# SureFire L4 Luxeon K2 TFFC SOB1250 Mod



## darkzero (Aug 12, 2009)

Here's a mod that I did for someone on another forum, not sure if he's here on CPF too. Nothing out of the ordinary but I don't think this has been done before as everyone goes with the quad die setup in KL4s. I've done plenty of P7 & MC-E KL4s but this one is probably my favorite. 

Owner wanted more throw so I bored out the head to accept a McR-20. Made a tighter fitting beefier heatsink. Driver potted for extra protection. Hope the owner enjoys!

-SureFire L4
-Luxeon K2 TFFC UWOE
-SOB1250 (measured 1244ma)
-McR-20


----------



## darkzero (Aug 12, 2009)

Beamshots taken at 15ft.

Left: SF L4 K2 TFFC mod, Right: Stock SF L4






Left: SF L4 K2 TFFC mod, Right: PD-S U2SVOH 720ma (my EDC)






Left: SF L4 K2 TFFC mod, Right: HD45 XX1T NewBB (keep in mind this is a 45mm reflector with a X-bin LuxV)






Left: Left: SF L4 K2 TFFC mod, Right: Aleph3 WX1S DB1250


----------



## mossyoak (Aug 12, 2009)

any idea as to the OTF lumens and what type of runtime the lucky new owner will get?
i bet the beamshot of this light is beautiful, it should be just like a mcg with a lux3 in it. just significantly brighter.


----------



## darkzero (Aug 12, 2009)

Dataset extract:
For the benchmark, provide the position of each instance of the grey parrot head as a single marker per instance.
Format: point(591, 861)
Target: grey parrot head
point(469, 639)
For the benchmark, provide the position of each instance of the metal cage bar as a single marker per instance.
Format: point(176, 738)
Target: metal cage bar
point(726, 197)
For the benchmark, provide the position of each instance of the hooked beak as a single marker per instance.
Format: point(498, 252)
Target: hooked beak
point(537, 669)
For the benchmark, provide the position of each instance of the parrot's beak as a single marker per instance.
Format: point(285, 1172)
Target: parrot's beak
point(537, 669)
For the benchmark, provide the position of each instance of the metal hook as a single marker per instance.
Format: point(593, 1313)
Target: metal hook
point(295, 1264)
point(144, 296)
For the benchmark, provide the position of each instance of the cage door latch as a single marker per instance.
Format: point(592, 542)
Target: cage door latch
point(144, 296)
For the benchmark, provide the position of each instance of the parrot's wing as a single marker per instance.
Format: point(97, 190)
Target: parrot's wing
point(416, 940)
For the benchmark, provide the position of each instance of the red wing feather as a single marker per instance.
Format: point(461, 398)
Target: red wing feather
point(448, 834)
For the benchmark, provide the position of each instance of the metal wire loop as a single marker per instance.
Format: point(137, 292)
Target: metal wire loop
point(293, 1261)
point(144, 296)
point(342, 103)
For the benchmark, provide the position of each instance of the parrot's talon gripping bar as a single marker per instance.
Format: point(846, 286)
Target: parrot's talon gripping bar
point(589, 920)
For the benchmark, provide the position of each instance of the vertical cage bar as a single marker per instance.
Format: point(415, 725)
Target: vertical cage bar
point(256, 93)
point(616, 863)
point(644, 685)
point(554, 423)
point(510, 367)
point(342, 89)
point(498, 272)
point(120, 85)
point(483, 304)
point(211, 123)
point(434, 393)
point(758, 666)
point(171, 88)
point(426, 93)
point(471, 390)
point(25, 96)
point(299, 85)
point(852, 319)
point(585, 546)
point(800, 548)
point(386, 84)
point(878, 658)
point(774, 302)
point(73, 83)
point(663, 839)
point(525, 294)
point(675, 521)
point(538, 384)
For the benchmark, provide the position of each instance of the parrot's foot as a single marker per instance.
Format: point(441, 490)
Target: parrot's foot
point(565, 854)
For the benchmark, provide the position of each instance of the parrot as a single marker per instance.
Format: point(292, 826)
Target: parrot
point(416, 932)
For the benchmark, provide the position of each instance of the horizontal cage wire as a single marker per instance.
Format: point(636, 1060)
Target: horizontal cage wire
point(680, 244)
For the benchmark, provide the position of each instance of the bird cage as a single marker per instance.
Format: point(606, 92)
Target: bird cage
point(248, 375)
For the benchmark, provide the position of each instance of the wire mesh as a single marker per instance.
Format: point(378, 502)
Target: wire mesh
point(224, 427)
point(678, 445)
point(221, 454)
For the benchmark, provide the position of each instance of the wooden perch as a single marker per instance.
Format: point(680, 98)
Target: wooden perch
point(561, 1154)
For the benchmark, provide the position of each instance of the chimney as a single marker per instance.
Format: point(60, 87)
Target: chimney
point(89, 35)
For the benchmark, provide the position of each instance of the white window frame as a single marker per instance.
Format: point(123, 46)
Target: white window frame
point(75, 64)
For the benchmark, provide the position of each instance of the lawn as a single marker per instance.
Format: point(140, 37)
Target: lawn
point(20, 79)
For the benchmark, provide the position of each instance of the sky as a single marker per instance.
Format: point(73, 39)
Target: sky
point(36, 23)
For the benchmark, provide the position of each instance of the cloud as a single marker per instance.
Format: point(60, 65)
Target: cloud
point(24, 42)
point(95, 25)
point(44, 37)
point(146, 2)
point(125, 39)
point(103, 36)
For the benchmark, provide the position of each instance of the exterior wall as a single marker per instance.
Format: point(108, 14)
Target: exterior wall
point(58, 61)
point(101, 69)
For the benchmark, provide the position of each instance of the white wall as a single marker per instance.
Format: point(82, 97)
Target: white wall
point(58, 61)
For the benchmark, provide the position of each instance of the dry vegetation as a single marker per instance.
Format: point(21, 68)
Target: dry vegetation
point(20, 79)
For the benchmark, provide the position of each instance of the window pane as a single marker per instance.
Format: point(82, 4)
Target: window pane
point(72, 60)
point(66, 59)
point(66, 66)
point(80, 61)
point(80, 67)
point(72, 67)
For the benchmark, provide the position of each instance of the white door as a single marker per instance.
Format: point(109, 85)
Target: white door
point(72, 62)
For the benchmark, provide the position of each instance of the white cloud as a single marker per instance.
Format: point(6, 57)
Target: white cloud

Written request 1:
Using the forum thread about the SureFire L4 mod above, decide whether each statement agrees with it. Answer yes or no for each, quoting the deciding words.
(a) The owner asked for more throw.
(b) The SOB1250 driver measured 1250ma.
(c) The beamshots were taken at 15ft.
Written request 2:
According to the SureFire L4 mod thread above, what was the head bored out to accept?
Written request 3:
Please list every light that the SureFire L4 mod thread above compares against the mod in its beamshots.

Exercise response 1:
(a) Yes: "Owner wanted more throw"
(b) No: "SOB1250 (measured 1244ma)"
(c) Yes: "Beamshots taken at 15ft."

Exercise response 2:
A McR-20.

Exercise response 3:
- Stock SF L4
- PD-S U2SVOH 720ma
- HD45 XX1T NewBB
- Aleph3 WX1S DB1250